▸ Your instructions
Return, word for word, only the lines from the one containing "Every instance of the street pole" through the last line of the entries.

====== Supplied records

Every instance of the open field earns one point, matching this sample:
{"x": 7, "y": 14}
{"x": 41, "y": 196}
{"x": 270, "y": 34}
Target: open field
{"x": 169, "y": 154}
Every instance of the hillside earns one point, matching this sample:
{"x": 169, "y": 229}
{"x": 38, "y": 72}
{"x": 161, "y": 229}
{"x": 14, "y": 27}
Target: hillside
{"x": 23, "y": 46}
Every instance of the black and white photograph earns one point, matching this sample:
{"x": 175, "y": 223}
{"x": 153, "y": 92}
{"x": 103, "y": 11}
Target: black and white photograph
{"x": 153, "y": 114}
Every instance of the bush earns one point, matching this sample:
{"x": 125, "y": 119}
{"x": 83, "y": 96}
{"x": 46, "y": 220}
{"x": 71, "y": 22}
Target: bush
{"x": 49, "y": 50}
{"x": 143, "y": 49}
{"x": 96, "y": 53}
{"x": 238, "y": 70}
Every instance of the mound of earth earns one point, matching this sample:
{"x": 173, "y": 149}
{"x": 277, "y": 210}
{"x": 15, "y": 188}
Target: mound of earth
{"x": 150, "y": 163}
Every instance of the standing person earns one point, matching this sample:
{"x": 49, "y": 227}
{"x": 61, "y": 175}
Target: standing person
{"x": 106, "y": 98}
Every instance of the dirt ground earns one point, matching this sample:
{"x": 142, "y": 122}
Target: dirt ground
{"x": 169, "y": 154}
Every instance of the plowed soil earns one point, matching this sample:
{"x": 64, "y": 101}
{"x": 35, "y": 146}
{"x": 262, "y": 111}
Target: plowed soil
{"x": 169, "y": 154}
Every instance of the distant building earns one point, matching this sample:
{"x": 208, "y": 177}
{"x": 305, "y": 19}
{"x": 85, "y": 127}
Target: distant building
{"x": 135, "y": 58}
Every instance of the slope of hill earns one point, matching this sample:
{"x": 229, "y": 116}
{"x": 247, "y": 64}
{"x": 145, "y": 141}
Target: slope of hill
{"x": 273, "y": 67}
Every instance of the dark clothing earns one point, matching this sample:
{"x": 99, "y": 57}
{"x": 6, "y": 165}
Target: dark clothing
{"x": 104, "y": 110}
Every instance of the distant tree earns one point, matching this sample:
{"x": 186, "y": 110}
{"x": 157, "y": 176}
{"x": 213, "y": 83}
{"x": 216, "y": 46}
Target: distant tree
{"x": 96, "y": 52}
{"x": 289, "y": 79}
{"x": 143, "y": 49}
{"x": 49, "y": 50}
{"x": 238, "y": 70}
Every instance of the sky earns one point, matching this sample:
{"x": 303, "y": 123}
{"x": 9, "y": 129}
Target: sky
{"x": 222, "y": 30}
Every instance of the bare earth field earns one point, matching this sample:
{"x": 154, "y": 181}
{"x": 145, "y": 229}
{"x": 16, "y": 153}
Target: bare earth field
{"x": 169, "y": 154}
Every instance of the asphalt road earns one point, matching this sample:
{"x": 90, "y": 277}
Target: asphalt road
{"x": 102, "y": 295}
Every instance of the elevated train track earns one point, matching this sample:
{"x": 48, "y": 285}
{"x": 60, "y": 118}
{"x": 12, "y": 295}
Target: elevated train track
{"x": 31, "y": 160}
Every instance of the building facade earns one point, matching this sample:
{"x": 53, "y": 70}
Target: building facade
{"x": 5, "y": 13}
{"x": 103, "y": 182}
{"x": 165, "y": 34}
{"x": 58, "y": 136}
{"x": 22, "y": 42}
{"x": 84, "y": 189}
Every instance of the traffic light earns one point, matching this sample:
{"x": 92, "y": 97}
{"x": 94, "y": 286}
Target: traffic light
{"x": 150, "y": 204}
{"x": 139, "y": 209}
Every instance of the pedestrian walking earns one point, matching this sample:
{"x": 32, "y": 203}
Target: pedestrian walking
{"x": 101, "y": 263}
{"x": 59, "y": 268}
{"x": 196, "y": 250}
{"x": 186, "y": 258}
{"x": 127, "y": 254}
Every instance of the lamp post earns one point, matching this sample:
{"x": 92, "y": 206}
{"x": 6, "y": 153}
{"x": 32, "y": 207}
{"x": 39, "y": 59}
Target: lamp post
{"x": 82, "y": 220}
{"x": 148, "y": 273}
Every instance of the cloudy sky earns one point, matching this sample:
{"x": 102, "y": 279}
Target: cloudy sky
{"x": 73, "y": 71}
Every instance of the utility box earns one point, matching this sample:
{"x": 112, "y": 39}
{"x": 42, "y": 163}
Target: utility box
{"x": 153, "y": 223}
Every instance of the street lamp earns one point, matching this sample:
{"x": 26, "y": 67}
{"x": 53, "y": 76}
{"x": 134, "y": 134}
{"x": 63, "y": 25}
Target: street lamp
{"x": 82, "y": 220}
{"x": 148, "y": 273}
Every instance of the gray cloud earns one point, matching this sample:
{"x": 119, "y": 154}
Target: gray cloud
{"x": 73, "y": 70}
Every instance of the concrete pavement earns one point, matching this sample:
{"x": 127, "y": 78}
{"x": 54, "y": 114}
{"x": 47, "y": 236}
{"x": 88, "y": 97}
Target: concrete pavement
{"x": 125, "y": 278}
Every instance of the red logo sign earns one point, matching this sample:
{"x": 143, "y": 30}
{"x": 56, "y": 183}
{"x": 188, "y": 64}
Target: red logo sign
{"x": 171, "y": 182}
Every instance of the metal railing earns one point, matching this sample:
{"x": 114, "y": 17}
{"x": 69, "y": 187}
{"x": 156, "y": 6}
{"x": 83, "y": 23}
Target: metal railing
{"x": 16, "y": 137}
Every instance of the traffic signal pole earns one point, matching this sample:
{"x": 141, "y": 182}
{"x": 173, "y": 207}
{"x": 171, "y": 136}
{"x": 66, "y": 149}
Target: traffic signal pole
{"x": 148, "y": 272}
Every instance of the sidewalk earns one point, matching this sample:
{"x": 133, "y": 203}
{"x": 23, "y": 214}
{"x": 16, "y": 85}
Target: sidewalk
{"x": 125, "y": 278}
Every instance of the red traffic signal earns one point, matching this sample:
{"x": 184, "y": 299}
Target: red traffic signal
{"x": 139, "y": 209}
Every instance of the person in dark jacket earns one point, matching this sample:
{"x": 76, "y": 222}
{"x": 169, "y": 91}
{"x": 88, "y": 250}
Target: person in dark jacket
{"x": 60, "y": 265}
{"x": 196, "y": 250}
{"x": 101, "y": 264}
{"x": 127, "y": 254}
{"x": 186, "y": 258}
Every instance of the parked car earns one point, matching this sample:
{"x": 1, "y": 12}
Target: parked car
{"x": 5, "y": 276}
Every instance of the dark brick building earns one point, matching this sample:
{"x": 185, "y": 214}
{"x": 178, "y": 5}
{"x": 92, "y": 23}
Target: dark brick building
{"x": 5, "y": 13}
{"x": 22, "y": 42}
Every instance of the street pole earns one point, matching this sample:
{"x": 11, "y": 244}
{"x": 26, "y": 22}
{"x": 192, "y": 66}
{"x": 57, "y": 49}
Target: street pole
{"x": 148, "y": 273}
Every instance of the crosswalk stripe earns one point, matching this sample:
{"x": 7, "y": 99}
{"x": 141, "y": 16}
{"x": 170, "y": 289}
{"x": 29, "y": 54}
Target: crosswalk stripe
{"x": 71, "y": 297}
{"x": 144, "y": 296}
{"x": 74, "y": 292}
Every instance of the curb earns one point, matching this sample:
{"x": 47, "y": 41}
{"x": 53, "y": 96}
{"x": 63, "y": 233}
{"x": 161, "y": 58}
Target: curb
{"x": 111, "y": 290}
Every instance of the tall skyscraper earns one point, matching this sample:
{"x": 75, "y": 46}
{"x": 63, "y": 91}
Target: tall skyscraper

============

▸ Output of the exercise
Every instance of the street pole earns one point, matching this sample:
{"x": 11, "y": 244}
{"x": 26, "y": 22}
{"x": 192, "y": 66}
{"x": 57, "y": 49}
Target: street pole
{"x": 148, "y": 273}
Every instance of the crosswalk stripe earns one point, matching this sample:
{"x": 7, "y": 99}
{"x": 141, "y": 16}
{"x": 170, "y": 289}
{"x": 29, "y": 54}
Target: crosswalk stripe
{"x": 71, "y": 297}
{"x": 144, "y": 296}
{"x": 74, "y": 292}
Every instance of the curb earns one point, matching this sample:
{"x": 47, "y": 41}
{"x": 53, "y": 96}
{"x": 63, "y": 233}
{"x": 161, "y": 58}
Target: curb
{"x": 111, "y": 290}
Every instance of the tall skyscraper earns one point, matching this sample:
{"x": 75, "y": 46}
{"x": 63, "y": 91}
Target: tall skyscraper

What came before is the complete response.